Direction =>
Start at the line containing "Pick out the green lawn" and transcribe every line exactly through the end of the records below, and only those lines.

Data shown =>
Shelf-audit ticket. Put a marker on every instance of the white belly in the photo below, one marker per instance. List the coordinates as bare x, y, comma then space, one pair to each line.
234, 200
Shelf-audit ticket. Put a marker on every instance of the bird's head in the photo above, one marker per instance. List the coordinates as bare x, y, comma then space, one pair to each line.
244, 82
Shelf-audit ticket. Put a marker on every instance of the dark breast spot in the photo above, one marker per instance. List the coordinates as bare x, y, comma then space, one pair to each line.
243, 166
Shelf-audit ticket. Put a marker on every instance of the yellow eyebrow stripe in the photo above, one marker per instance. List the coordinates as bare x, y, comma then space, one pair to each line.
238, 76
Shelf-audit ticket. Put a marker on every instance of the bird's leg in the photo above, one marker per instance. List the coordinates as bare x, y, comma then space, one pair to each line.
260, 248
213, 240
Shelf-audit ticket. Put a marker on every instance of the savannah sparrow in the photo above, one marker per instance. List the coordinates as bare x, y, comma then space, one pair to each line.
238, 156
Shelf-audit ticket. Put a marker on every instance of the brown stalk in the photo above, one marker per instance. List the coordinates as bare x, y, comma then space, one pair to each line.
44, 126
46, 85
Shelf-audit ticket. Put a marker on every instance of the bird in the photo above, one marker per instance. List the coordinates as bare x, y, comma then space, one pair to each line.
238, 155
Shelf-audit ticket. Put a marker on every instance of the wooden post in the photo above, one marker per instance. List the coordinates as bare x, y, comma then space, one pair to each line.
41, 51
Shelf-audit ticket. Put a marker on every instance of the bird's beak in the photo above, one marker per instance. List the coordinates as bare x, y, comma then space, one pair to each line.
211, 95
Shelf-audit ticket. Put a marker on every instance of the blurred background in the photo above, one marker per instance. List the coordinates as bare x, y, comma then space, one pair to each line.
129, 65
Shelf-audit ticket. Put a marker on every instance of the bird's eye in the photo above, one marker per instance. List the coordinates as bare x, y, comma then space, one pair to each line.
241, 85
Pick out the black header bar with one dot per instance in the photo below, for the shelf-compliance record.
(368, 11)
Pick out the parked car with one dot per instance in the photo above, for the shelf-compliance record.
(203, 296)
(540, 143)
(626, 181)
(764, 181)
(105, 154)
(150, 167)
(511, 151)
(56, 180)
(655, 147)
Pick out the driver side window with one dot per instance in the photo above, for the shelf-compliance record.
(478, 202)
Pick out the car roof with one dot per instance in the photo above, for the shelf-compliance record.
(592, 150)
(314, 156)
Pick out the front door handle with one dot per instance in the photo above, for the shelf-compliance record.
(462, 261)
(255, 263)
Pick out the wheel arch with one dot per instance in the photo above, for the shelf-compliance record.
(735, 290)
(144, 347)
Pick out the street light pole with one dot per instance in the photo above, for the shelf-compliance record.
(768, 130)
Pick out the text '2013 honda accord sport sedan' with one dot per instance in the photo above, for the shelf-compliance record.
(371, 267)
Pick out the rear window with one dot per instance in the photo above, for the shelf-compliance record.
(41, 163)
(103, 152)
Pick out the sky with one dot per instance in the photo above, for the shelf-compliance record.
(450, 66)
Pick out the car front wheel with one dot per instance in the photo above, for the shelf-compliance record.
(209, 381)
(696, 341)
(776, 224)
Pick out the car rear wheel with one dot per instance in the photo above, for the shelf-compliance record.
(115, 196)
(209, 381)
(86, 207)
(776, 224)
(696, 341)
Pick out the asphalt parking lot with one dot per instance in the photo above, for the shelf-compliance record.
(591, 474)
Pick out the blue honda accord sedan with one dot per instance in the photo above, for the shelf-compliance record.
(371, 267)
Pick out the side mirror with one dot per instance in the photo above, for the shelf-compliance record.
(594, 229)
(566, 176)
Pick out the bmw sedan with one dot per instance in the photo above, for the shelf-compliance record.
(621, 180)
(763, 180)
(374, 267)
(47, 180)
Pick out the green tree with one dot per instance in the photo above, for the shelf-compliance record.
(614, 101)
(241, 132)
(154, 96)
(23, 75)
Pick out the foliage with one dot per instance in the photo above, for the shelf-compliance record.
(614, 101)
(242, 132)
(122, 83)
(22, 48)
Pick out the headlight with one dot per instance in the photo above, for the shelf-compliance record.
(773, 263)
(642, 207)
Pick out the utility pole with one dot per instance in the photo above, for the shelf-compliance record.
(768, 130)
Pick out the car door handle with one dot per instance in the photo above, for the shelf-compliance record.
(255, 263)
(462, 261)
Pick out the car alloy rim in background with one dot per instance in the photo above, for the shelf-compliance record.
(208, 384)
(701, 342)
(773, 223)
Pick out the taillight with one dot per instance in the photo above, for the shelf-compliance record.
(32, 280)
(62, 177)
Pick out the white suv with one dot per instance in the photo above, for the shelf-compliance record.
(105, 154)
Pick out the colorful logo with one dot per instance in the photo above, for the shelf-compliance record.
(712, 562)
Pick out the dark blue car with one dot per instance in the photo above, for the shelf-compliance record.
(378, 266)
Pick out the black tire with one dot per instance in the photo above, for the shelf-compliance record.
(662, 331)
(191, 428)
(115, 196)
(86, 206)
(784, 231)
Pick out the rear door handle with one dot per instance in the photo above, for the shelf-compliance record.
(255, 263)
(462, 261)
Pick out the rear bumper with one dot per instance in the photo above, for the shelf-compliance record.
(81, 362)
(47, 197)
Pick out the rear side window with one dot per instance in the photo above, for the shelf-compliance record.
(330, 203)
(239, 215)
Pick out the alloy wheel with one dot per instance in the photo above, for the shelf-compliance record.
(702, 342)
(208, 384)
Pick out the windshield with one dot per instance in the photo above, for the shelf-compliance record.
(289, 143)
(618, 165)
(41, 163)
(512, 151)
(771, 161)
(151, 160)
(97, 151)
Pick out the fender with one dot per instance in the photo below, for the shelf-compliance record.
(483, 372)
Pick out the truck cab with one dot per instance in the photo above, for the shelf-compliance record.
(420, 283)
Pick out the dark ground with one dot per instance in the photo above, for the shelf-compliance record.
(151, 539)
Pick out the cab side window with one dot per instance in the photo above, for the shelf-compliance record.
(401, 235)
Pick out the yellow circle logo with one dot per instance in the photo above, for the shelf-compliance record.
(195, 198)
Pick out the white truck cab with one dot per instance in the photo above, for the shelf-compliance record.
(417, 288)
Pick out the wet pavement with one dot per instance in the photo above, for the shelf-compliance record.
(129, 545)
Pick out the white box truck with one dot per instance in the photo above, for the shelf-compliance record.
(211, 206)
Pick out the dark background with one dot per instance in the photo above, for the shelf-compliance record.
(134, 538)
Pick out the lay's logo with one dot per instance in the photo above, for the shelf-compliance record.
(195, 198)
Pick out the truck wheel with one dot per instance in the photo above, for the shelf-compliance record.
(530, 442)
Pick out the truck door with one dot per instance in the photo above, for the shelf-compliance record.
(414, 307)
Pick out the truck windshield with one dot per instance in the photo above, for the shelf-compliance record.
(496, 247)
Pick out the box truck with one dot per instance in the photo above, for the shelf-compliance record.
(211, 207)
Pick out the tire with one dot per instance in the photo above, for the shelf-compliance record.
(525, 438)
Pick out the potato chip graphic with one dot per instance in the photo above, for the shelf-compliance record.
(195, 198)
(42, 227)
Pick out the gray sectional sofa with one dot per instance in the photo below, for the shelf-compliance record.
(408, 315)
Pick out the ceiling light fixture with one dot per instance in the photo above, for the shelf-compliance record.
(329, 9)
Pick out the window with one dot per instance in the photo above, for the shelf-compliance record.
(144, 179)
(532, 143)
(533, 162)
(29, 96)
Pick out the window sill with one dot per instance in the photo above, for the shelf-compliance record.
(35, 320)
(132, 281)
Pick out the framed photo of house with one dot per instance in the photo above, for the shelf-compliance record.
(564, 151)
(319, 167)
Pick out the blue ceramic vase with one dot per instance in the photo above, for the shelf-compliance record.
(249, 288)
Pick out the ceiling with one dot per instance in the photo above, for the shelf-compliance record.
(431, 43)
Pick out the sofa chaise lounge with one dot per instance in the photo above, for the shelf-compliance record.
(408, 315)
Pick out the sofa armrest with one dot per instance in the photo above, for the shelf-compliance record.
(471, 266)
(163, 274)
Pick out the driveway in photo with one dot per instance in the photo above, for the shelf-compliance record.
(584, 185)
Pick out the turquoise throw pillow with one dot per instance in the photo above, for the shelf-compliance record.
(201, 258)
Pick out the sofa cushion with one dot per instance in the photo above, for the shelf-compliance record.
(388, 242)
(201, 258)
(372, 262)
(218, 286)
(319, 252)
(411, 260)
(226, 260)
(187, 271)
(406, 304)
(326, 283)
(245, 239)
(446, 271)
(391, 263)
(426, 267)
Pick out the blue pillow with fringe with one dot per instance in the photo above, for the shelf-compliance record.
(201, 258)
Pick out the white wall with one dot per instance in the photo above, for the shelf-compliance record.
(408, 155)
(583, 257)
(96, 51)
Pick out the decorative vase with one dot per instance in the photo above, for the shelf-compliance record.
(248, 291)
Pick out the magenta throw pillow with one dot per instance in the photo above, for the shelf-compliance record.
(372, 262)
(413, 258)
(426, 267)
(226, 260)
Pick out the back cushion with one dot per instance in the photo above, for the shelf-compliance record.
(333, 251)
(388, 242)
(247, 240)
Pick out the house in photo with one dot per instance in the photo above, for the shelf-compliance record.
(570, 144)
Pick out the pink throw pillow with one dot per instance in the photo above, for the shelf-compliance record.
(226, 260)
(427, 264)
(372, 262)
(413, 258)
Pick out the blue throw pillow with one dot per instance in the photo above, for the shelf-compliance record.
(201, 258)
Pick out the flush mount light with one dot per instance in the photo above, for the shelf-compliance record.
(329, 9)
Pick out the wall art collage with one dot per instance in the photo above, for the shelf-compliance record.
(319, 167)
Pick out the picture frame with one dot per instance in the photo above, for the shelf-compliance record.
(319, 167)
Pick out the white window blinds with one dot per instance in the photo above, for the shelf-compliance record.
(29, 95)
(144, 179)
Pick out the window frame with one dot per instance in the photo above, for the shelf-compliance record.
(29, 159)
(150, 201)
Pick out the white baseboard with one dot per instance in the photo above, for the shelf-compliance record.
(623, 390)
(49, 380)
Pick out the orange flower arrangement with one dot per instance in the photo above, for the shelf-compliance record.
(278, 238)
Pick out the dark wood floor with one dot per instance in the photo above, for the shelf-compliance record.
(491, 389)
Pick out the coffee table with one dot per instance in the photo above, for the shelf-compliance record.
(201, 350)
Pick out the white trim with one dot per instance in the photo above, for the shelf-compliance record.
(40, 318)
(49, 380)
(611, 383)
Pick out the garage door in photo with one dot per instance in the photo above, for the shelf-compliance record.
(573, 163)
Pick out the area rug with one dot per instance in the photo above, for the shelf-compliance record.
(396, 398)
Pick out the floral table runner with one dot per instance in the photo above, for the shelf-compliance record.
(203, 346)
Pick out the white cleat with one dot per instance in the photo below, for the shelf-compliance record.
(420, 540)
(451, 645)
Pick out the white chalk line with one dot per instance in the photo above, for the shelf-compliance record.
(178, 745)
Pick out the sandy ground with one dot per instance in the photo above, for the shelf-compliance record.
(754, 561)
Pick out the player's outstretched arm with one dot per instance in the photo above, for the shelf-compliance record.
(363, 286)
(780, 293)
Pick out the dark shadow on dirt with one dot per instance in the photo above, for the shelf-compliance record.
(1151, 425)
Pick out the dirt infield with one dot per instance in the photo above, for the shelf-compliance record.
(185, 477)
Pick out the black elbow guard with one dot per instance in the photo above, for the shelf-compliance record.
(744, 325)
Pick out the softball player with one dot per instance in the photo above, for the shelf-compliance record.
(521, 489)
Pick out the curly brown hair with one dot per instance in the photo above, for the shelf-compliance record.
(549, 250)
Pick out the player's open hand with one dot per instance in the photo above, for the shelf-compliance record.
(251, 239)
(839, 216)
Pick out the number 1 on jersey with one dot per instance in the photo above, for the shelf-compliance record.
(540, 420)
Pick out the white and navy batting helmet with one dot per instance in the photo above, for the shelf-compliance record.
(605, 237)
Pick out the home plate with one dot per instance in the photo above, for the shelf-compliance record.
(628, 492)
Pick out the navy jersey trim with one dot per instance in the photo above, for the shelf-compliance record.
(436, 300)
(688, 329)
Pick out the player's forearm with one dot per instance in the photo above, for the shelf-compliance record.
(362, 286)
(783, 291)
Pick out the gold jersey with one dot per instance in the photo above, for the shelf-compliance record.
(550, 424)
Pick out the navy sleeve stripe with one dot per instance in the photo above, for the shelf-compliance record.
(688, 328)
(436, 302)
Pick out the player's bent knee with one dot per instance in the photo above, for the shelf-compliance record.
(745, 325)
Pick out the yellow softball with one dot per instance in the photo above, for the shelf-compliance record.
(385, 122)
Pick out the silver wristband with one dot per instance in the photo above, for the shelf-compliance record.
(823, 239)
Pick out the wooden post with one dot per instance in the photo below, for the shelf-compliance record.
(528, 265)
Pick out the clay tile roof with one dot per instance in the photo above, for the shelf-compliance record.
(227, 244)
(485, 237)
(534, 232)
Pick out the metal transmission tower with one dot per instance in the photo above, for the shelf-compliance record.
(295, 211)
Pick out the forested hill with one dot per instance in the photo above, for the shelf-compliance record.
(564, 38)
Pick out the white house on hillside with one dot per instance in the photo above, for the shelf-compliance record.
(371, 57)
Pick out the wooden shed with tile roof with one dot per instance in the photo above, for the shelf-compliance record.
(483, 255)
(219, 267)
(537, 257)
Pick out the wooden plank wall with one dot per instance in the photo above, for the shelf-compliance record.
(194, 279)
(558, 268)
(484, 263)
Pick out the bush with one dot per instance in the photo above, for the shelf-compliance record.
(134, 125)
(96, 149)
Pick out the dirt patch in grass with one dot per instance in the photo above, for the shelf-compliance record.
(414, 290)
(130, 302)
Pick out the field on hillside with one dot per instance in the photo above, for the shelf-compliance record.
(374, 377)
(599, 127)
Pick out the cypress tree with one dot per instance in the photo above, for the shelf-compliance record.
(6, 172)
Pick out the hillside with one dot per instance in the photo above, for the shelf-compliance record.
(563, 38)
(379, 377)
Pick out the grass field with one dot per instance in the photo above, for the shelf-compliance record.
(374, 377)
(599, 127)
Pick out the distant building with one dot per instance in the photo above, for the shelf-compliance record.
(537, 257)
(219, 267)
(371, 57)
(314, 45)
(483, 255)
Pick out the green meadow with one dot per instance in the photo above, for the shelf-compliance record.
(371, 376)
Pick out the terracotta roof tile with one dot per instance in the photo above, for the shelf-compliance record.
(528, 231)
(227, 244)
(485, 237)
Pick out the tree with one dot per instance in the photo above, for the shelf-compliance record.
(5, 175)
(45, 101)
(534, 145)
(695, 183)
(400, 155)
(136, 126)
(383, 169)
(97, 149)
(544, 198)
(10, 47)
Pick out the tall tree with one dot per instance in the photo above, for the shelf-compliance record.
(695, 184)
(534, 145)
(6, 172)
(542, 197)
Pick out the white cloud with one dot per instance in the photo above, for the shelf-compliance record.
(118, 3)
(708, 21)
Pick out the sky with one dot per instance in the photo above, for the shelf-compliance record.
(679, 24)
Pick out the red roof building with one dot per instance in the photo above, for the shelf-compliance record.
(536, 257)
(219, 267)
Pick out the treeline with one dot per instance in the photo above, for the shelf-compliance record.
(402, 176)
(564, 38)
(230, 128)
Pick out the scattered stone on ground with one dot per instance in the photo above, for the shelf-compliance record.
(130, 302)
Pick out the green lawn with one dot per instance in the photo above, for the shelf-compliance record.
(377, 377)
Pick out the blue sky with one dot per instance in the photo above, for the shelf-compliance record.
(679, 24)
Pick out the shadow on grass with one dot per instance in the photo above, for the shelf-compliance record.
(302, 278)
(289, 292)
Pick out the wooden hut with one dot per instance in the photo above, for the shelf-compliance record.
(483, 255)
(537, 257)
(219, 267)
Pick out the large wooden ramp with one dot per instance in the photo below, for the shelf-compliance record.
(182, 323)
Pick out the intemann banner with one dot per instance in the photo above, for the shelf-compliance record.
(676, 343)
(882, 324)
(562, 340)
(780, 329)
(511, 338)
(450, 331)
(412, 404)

Expected answer =>
Pick out the green lawn with one dot per instance in the photo above, for the shelf-compliance record.
(377, 377)
Pick out the blue sky with one dot per instance in the photo above, for the shelf-compliance record.
(679, 24)
Pick out the shadow on grass with one dot per instance in the photo above, for the shelf-compliance record.
(302, 278)
(289, 292)
Pick out the wooden hut with one dot per instance in the photo above, for the shelf-compliance record.
(483, 255)
(537, 257)
(219, 267)
Pick out the large wooden ramp with one dot per instance in the photo below, for the shelf-compliance record.
(182, 323)
Pick out the intemann banner with one dot per instance in the photo above, for the shelf-compliance record.
(676, 343)
(882, 324)
(562, 340)
(780, 329)
(511, 338)
(450, 331)
(412, 404)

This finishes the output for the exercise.